(Exercise brief) Copy every line below word for word, in the same order.

(Provided entries)
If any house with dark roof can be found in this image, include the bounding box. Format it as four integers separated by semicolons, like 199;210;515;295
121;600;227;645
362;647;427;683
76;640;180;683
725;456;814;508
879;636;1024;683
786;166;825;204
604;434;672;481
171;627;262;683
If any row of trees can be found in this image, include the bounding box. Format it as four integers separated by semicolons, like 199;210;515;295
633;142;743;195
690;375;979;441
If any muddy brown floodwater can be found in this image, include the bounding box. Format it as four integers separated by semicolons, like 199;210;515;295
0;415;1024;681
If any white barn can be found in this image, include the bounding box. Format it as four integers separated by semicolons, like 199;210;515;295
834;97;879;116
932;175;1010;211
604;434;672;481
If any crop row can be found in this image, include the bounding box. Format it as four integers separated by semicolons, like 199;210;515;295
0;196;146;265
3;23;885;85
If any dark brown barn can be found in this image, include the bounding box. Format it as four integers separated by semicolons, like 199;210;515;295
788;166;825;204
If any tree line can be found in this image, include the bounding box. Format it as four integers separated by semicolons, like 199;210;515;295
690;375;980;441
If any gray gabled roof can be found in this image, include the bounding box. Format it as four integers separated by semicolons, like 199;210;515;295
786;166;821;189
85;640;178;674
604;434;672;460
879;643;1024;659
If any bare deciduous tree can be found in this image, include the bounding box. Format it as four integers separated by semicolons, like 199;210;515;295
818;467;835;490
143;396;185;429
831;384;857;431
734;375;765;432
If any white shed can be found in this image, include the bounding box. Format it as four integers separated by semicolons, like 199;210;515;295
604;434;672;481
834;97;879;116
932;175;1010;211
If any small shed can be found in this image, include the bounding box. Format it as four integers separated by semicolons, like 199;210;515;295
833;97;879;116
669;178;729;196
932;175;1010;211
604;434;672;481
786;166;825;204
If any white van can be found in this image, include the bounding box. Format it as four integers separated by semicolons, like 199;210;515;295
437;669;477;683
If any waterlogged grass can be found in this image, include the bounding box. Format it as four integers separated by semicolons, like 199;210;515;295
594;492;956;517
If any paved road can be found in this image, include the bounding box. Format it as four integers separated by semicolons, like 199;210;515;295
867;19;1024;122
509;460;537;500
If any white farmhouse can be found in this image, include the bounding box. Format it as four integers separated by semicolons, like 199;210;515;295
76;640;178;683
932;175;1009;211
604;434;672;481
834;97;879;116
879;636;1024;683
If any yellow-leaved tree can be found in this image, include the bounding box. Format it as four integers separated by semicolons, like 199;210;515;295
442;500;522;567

(The reply)
If any house with dark roof can be found in this image, include the bounding box. Format it as four integers separated by semicolons, like 199;210;515;295
121;600;227;645
362;647;427;683
76;640;180;683
725;456;814;508
879;636;1024;683
786;166;825;204
604;434;672;481
171;627;262;683
If any row of trees can be found in this image, include the bounding box. Format it as four integers separated by semicolons, like 199;210;515;295
633;142;743;195
690;375;979;441
If any muddy brown floodwater can be found in this image, include the bounding box. Format it as four integers separated by semicolons, like 199;210;515;295
0;415;1024;681
If any white barn can be found in this image, include the bounding box. Format it as four integers separated by semicolons, like 199;210;515;295
834;97;879;116
932;175;1010;211
604;434;672;481
If any crop row can be found in this image, include the bounding box. Format it as four integers separated by semicolons, like 199;210;515;295
0;196;146;265
3;23;885;85
If any dark brown barn can be found in this image, include the bounding box. Format it as four integers separated by semicolons, like 199;210;515;295
788;166;825;204
If any tree line can be found in this image, include the bounding box. Format it as four integers separated by semicolons, like 199;210;515;295
690;375;980;441
If any gray gabled roof can be found in this image, include the bounding box. Format it as four integers separated by semicolons, like 199;210;515;295
786;166;821;189
85;640;178;674
604;434;672;460
879;643;1024;659
If any bare deciduous tree can be found in this image, include the bounding box. Format it as four integers separated by semicolons, like 199;210;515;295
818;467;835;490
143;396;185;429
831;384;857;431
734;375;765;432
If any white shed can be found in this image, include the bounding box. Format it as four integers separated by semicolons, like 199;210;515;295
604;434;672;481
834;97;879;116
932;175;1010;211
If any small shed can be found in this image, include the bounding box. Format it as four integers separated by semicolons, like 199;210;515;295
833;97;879;116
669;178;729;196
932;175;1010;211
604;434;672;481
786;166;825;204
If any white van can be found in this image, include the bounding box. Format it as four integers separated by semicolons, like 199;210;515;295
437;669;477;683
If any waterlogged grass can be found in this image, include the bounding box. Format it as four integers separated by semicolons, like 199;210;515;295
594;492;956;517
If any paved road can be found in this image, include the bounding box. Format it as four integers separated by semicolons, like 199;210;515;295
867;19;1024;122
509;460;537;500
If any white farmhouse can be found in this image, include the bounding box. Format it as four integers separated by semicolons, like 199;210;515;295
76;640;178;683
932;175;1009;211
604;434;672;481
834;97;879;116
879;636;1024;683
If any yellow-leaved tree can be found in this image, include the bounding box. Format it as four integers separated by semicolons, like 199;210;515;295
442;500;522;567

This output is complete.